◆ Cuplikan teks ◆
====
Supaya, bisa dilakukan perubahan kecil di pedesaan diperlukan gerakan sosial baru. Gerakan ini tidak lagi berbasis ideology dan peran buruh, tetapi cukup membangun wacana atau kepentingan bersama (common interest). Apalagi dikaitkan dengan keberadaan media sosial, common interest bisa menjadi dasar membangun perubahan. Inilah makna gerakan sosial baru di pedesaan. Supaya lebih bergelora diperlukan peran kaum agamawan yang reformis dalam gerakan ini. Harapannya melalui model itu, agama akan menjadi faktor positif dan mempersatukan, dan tidak seperti terjadi sekarang ini, sebagai alat pemaksaan atas nama publik.
Beberapa catatan kritis:
Konsultasi ini, menurut pandangan saya, lebih banyak sosialisasi dan memperkenalkan wacana ha katas air. Hal itu terlihat dari banyaknya peserta yang mengemukakan persoalan yang dihadapinya, daripada membahas muatan (content) dari rencana advokasi RUU HAA.
Meski begitu, masukan dari peserta menjadi penting. Sebab, itu peta persoalan atau problematika tentang air menjadi sangat variatif dan kompleks. Hal ini bisa menjadi materi yang, kiranya, memperkuat argumentasi NA.
Sempat muncul diskusi cukup hangat: advokasi ini hendak menjangkau kompleksitas persoalan HAA: mulai dari pengelolaan sumber daya air (SDA), kepemilikan sumber, sampai soal penyediaan air bersih untuk rakyat, atau mulai mengerjakan hal-hal yang terukur, misalnya, memperjuangkan HAA untuk rakyat dari skala primer, yaitu air bersih (siap minum) dan untuk masak. Kalau yang pertama, kemungkinan strateginya juga tidak mudah. Sementara, kalau yang kedua, kalau negara bisa menyediakan kebutuhan dasar air (minum dan masak), dari kota sampai desa, keberhasilannya akan jauh lebih bermanfaat bagi rakyat. Untuk yang terakhir perlu juga diperjuangkan cara mengelola air bersih itu, dan kalau bisa, melalui koperasi.
====
◆ Cuplikan sumber ◆

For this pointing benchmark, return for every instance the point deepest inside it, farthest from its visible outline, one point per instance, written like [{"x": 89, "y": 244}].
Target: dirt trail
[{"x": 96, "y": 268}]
====
◆ Instruksi tugas ◆
Menurut teks tentang gerakan sosial dan hak atas air, lewat apa cara mengelola air bersih sebaiknya diperjuangkan jika memungkinkan? Materi tersebut tidak berhubungan dengan teks.

◆ Hasil tugas ◆
Melalui koperasi.